Tâche 1: Extrayez tel quel du texte sur le Pont des Trous le passage qui commence par « Est-il normal de » et se poursuit jusqu'à « erreur: voici pourquoi. ».

Texte cité:
________________

Pont des Trous, pourquoi il ne faut pas le démolir (même s'il a été reconstruit après la guerre)


Est-il normal de démolir un pont d'origine médiévale, même s'il a été reconstruit pendant la Seconde Guerre mondiale et qu'il est encore en partie intact? Non, c'est une erreur: voici pourquoi.

Les partisans de la démolition du Pont des Trous, le pont médiéval de Tournai, en Belgique, qui sera “déconstruit” (c’est le terme politiquement correct utilisé pour recouvrir la réalité d’un voile léger et transparent) pour permettre le passage de bateaux plus grands que ceux qui naviguent habituellement sur l’Escaut (de 1 500 à 2 000 tonnes actuellement), continuent de rappeler que le pont a été partiellement reconstruit après les dégâts de la Seconde Guerre mondiale. C’est vrai: l’histoire de ce pont est assez complexe. Il ne reste de la structure originale que les deux tours: les arches ont été sapées par les Britanniques pendant la Seconde Guerre mondiale, l’arche centrale a été dynamitée et les arches latérales gravement endommagées, et elles ont été reconstruites après la guerre, avec l’arche centrale surélevée et les arches latérales abaissées par rapport à la construction originale érigée entre 1281 et 1304 (oui, même à la fin de la guerre, il y avait le problème des bateaux qui passaient sous le pont et qui étaient plus grands que ceux qui naviguaient sur l’Escaut dans l’antiquité). Il est donc vrai qu’après la guerre, le pont n’était plus ce qu’il était à l’origine. Mais le démolir pour le reconstruire, certes sous une forme similaire à celle qu’il avait auparavant, semble un choix tout à fait erroné.

________________

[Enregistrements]
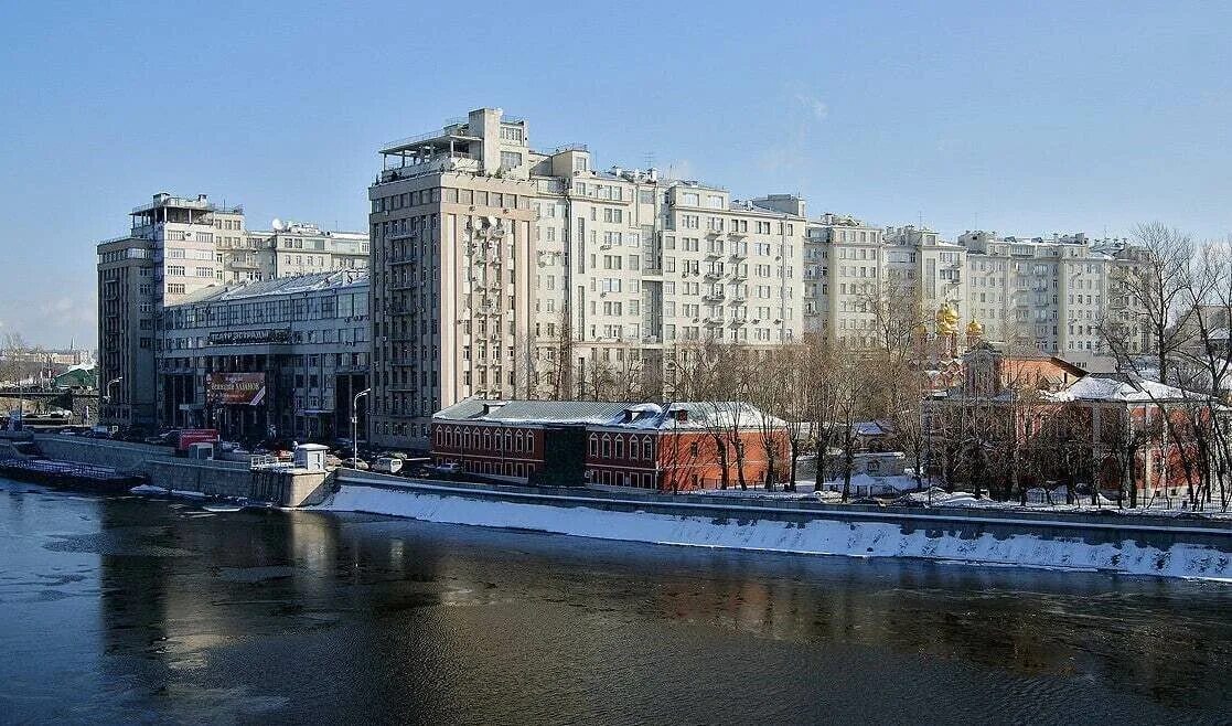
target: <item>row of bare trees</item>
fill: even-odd
[[[1105,319],[1104,338],[1122,370],[1170,387],[1148,386],[1152,402],[1179,397],[1161,417],[1157,436],[1180,465],[1179,488],[1190,507],[1217,502],[1226,510],[1232,498],[1232,248],[1227,240],[1196,242],[1162,223],[1140,224],[1132,239],[1138,264],[1116,280],[1121,304]]]

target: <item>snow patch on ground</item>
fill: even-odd
[[[1200,579],[1232,578],[1232,553],[1186,544],[1161,550],[1133,540],[1089,544],[1080,539],[1039,537],[1032,534],[997,539],[986,532],[962,539],[942,530],[915,526],[904,531],[898,524],[877,521],[816,519],[795,523],[609,512],[363,486],[344,486],[317,509],[664,545],[851,557],[923,557],[966,565],[1103,569]]]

________________

Tâche 2: Trouvez chaque ligne des enregistrements contenant la chaîne « item » et recopiez-la en tenant compte de la casse.

Résultat attendu 1:
Est-il normal de démolir un pont d'origine médiévale, même s'il a été reconstruit pendant la Seconde Guerre mondiale et qu'il est encore en partie intact? Non, c'est une erreur: voici pourquoi.

Résultat attendu 2:
target: <item>row of bare trees</item>
target: <item>snow patch on ground</item>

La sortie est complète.